EXERCISE BRIEF -
Please write out the conversation about music and sound frequencies below in full, word for word.

PASSAGE TO READ -
Segment Open

Tom One of the things I decided to do on this is I have cut out the frequencies between about 80 hertz and about 100 hertz and about 250 hertz. That is the zone of human conversation. I'm hoping with this that the music can be heard and felt and yet people can still converse.
Laura Yeah, because that can be tricky too. And for some people that's too distracting.
Tom Yeah. But a certain lower level can be okay.
Laura Right. Have you found that that sometimes having too many noises in different areas can be really distracting for you?
Tom Oh my gosh. Constantly. This is where being on the autism spectrum can be a challenge. There's just too much stimulus going on at one time.
Laura Do you find it's easier when you're performing though because of the focus?

Segment Closed

[Stored records]
Segment Open

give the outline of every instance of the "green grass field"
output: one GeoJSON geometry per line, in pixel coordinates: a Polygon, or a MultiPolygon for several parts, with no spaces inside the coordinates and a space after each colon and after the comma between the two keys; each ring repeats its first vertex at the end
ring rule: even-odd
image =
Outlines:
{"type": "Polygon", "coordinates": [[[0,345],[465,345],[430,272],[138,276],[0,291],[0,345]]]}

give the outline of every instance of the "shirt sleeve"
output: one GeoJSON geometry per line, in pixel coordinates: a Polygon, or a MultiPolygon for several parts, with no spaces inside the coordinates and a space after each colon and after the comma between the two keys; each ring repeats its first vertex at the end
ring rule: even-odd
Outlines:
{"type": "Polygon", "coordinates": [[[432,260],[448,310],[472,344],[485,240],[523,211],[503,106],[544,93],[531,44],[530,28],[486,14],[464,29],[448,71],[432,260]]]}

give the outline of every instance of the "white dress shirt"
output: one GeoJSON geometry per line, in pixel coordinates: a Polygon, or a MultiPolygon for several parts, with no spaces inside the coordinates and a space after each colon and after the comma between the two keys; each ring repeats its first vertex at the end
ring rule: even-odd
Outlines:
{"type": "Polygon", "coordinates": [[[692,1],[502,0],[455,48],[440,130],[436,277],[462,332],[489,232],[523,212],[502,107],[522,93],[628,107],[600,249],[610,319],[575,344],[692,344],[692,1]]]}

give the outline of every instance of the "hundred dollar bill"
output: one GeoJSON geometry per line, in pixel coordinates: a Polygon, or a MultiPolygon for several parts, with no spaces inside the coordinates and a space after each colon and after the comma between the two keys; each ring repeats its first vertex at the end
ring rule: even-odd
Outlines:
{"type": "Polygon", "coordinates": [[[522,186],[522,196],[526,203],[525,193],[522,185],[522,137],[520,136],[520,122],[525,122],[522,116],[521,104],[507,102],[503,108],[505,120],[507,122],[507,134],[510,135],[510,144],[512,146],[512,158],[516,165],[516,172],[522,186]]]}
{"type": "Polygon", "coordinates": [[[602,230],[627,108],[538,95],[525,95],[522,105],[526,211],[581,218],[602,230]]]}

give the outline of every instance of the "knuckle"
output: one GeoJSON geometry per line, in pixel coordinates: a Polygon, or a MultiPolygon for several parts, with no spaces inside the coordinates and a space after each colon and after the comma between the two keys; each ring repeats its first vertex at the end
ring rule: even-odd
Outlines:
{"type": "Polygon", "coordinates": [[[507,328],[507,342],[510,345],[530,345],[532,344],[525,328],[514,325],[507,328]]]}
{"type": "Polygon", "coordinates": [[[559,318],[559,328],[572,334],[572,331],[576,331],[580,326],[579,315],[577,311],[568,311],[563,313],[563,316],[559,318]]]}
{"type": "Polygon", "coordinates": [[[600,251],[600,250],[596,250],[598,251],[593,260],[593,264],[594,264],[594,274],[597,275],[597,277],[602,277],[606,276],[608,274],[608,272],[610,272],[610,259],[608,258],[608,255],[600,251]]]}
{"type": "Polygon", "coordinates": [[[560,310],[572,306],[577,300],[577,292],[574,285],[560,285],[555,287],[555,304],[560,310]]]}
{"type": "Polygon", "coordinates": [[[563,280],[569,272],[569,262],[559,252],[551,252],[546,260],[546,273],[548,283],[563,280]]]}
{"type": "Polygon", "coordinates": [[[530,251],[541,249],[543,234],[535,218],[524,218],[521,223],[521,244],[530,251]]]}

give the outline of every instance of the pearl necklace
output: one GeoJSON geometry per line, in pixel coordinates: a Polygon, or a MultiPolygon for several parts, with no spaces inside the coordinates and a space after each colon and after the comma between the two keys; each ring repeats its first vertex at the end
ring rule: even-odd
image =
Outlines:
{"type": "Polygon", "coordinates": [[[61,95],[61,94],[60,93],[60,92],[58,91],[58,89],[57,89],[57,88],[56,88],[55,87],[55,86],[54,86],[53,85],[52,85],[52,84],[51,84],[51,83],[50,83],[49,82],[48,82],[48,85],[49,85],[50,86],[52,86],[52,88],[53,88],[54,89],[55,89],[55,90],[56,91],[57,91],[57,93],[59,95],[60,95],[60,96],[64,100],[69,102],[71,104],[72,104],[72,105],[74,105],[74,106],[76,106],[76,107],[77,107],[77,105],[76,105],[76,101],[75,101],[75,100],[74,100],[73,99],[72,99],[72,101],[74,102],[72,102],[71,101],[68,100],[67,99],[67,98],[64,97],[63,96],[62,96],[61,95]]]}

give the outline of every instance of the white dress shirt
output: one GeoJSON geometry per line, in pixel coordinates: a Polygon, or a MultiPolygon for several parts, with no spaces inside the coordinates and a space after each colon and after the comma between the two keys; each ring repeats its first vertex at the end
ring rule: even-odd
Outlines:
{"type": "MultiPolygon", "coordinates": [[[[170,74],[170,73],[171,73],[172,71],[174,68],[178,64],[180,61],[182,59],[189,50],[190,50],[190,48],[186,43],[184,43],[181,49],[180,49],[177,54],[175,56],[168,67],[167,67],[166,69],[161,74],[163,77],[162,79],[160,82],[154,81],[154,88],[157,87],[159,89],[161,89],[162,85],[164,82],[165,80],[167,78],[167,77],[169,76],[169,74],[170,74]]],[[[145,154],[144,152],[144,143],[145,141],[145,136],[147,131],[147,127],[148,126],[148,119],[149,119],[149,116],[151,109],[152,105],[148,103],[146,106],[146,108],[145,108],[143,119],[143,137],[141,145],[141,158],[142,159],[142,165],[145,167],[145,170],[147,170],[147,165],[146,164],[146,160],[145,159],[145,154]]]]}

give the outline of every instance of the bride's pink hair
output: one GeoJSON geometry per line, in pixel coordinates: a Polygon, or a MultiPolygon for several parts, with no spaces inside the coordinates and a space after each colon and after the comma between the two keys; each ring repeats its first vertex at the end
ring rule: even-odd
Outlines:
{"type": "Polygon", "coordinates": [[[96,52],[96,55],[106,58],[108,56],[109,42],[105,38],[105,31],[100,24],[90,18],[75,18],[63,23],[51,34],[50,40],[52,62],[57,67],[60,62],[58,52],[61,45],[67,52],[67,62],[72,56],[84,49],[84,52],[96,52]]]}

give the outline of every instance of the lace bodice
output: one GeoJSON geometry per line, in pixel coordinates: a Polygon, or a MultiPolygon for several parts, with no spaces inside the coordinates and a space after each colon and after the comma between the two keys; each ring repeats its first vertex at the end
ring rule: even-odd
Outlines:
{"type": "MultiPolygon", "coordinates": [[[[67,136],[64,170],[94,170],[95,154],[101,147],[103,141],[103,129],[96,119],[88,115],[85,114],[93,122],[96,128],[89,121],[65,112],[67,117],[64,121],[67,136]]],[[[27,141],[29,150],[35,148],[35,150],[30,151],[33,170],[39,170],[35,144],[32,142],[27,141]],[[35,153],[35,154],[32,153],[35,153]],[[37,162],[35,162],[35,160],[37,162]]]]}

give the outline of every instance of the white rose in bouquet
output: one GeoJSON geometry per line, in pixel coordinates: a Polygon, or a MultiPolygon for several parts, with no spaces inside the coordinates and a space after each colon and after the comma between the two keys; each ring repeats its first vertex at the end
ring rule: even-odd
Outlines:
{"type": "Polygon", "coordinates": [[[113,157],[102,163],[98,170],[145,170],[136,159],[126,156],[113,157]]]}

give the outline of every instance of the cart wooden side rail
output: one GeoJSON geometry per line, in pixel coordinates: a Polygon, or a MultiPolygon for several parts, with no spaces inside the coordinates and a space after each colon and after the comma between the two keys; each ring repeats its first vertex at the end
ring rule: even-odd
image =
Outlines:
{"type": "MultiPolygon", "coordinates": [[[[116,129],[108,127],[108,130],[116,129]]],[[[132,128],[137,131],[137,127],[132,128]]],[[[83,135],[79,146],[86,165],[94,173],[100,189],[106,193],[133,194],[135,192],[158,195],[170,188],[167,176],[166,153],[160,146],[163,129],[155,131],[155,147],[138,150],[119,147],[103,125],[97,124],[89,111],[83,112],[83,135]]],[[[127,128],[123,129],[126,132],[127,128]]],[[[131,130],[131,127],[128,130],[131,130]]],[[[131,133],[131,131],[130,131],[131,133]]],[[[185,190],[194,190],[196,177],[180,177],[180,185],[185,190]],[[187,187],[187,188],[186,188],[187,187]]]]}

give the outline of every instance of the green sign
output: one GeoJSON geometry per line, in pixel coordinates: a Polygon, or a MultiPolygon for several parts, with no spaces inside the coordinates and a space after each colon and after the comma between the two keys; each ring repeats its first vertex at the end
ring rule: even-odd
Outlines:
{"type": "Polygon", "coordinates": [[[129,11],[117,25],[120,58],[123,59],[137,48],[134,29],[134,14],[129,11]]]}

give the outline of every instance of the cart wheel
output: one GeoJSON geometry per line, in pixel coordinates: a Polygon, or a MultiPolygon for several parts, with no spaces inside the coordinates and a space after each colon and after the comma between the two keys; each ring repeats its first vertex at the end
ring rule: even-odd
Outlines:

Segment Closed

TASK RESPONSE -
Tom One of the things I decided to do on this is I have cut out the frequencies between about 80 hertz and about 100 hertz and about 250 hertz. That is the zone of human conversation. I'm hoping with this that the music can be heard and felt and yet people can still converse.
Laura Yeah, because that can be tricky too. And for some people that's too distracting.
Tom Yeah. But a certain lower level can be okay.
Laura Right. Have you found that that sometimes having too many noises in different areas can be really distracting for you?
Tom Oh my gosh. Constantly. This is where being on the autism spectrum can be a challenge. There's just too much stimulus going on at one time.
Laura Do you find it's easier when you're performing though because of the focus?